Rewrite every line of the records below as a numbered list, leaving out any blank lines.
── Extracted information ──
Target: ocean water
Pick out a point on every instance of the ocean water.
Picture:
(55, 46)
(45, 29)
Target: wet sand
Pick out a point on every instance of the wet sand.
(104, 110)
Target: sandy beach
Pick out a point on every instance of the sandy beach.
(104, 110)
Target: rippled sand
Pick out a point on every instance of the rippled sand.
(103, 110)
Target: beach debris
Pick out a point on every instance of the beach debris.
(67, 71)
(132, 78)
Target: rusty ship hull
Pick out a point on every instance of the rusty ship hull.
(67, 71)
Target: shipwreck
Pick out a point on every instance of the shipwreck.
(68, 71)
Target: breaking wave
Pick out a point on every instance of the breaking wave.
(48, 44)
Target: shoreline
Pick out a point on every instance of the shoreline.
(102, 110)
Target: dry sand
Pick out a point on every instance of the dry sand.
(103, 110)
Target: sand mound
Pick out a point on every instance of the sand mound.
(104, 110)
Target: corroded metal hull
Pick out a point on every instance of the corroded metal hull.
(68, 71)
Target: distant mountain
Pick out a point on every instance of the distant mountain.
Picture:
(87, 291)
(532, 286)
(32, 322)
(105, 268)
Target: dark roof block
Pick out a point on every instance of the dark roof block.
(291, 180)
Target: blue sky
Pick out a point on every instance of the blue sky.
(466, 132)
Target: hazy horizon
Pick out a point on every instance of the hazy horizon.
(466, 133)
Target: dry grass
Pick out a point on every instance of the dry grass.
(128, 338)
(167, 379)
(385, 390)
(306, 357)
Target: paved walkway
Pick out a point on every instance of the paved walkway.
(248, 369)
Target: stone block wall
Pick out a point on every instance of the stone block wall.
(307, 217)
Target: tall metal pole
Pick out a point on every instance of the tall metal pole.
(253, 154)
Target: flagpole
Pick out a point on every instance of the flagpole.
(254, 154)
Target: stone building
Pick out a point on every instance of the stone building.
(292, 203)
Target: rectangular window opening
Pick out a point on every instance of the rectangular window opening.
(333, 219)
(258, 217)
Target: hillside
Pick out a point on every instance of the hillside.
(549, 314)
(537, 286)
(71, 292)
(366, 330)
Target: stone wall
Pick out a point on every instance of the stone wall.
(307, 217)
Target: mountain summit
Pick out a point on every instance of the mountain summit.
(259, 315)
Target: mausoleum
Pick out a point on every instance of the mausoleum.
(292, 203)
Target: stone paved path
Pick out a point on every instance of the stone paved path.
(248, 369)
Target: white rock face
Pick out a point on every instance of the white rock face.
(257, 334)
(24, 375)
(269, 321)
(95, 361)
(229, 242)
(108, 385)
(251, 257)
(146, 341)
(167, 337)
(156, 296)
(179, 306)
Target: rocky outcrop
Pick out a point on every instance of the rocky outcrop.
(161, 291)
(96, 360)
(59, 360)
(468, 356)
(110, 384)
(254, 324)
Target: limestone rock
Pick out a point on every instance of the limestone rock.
───
Written solution:
1. Target: ocean water
2. Pick out a point on every instance of the ocean water.
3. Picture:
4. (55, 46)
5. (45, 29)
6. Target: wet sand
7. Pick out a point on every instance of the wet sand.
8. (104, 110)
9. Target: sandy beach
10. Pick out a point on every instance of the sandy beach.
11. (104, 110)
12. Target: rippled sand
13. Pick out a point on every instance of the rippled sand.
14. (103, 110)
15. Target: beach debris
16. Pick out a point on every instance of the beach debris.
17. (67, 71)
18. (132, 78)
19. Target: rusty ship hull
20. Pick out a point on every instance of the rusty ship hull.
21. (67, 71)
22. Target: shipwreck
23. Pick out a point on every instance of the shipwreck.
24. (68, 71)
25. Target: breaking wave
26. Pick out a point on every instance of the breaking wave.
27. (48, 44)
28. Target: shoreline
29. Pick out a point on every instance of the shoreline.
30. (102, 110)
31. Target: dry sand
32. Pick out a point on every instance of the dry sand.
33. (103, 110)
34. Target: sand mound
35. Pick out a point on every instance of the sand mound.
36. (104, 110)
37. Target: corroded metal hull
38. Pick out a point on every instance of the corroded metal hull.
39. (68, 71)
40. Target: distant mountain
41. Pick out a point on every instance of the distant mountain.
42. Picture:
43. (87, 291)
44. (532, 286)
45. (32, 322)
46. (105, 268)
47. Target: dark roof block
48. Pick out a point on every instance of the dark roof block.
49. (291, 180)
50. Target: blue sky
51. Pick out a point on every instance of the blue sky.
52. (466, 132)
53. Target: hazy horizon
54. Pick out a point on every instance of the hazy horizon.
55. (466, 133)
56. Target: dry grass
57. Pick out a point on every instance of the dry grass.
58. (128, 338)
59. (167, 379)
60. (385, 390)
61. (306, 357)
62. Target: paved walkway
63. Pick out a point on every instance of the paved walkway.
64. (248, 369)
65. Target: stone block wall
66. Pick out a point on every instance of the stone block wall.
67. (307, 217)
68. Target: tall metal pole
69. Pick out a point on every instance of the tall metal pole.
70. (253, 154)
71. Target: flagpole
72. Pick out a point on every instance of the flagpole.
73. (254, 154)
74. Target: stone building
75. Pick out a point on every instance of the stone building.
76. (292, 203)
77. Target: rectangular window opening
78. Pick out a point on every instance of the rectangular window opening.
79. (333, 219)
80. (258, 217)
81. Target: hillside
82. Pick out a point on every instance of the hillside.
83. (549, 314)
84. (537, 286)
85. (71, 292)
86. (366, 330)
87. Target: stone wall
88. Pick out a point on every instance of the stone wall.
89. (307, 217)
90. Target: mountain summit
91. Pick out a point on every instance of the mountain summit.
92. (259, 315)
93. Target: mausoleum
94. Pick out a point on every instance of the mausoleum.
95. (292, 203)
96. Target: stone paved path
97. Pick out a point on every instance of the stone paved path.
98. (248, 369)
99. Target: white rock face
100. Pick out a point on every instance of the white rock face.
101. (257, 334)
102. (24, 375)
103. (269, 321)
104. (95, 361)
105. (229, 242)
106. (108, 385)
107. (251, 257)
108. (146, 341)
109. (167, 337)
110. (156, 296)
111. (179, 306)
112. Target: rocky outcrop
113. Pick out a point on every instance of the rocky outcrop.
114. (161, 291)
115. (96, 360)
116. (59, 360)
117. (468, 356)
118. (110, 384)
119. (254, 324)
120. Target: limestone rock
121. Pick out a point on every instance of the limestone rock.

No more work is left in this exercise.